--- Start ---
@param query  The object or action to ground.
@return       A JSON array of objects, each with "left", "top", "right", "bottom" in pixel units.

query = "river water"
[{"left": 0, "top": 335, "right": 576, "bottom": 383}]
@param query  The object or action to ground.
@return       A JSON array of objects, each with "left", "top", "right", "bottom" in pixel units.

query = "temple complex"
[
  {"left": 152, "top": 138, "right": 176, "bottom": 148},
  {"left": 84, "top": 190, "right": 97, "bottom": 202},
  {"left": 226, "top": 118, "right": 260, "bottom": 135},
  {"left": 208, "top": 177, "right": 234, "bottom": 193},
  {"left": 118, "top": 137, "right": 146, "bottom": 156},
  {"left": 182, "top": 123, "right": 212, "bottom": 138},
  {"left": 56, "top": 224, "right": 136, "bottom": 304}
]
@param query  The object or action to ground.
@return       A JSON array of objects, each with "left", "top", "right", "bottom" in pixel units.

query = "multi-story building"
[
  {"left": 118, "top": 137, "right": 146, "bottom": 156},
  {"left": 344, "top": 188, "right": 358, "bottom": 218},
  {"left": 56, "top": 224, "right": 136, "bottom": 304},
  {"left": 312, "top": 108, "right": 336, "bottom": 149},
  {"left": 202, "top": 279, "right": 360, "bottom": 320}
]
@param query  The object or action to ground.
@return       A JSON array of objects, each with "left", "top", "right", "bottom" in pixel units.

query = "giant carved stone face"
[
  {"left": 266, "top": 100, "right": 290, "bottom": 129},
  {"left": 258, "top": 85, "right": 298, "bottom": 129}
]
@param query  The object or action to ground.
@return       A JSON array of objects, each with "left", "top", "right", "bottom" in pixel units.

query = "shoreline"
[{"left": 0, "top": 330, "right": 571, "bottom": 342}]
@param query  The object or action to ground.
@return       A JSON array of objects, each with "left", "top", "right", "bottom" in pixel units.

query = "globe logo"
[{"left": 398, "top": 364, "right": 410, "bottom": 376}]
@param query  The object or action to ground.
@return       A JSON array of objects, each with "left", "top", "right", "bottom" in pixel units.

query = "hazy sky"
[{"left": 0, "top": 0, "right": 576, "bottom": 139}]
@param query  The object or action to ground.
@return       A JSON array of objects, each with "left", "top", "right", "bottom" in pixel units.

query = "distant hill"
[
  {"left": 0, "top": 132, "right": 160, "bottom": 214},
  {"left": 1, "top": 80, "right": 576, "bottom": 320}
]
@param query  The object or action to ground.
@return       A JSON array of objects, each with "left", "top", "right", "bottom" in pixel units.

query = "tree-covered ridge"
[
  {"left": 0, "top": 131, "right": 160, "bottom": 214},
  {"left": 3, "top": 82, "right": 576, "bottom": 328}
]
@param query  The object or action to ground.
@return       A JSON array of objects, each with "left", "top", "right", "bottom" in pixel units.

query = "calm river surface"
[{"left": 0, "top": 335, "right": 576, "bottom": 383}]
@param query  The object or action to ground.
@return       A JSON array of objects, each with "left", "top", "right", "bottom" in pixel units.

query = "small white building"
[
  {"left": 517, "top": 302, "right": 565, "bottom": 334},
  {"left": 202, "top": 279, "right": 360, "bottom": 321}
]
--- End ---
_Prompt_: Locate each line in the records that contains the word "river" and copy those lines out in full.

_Response_:
query = "river water"
query = "calm river surface"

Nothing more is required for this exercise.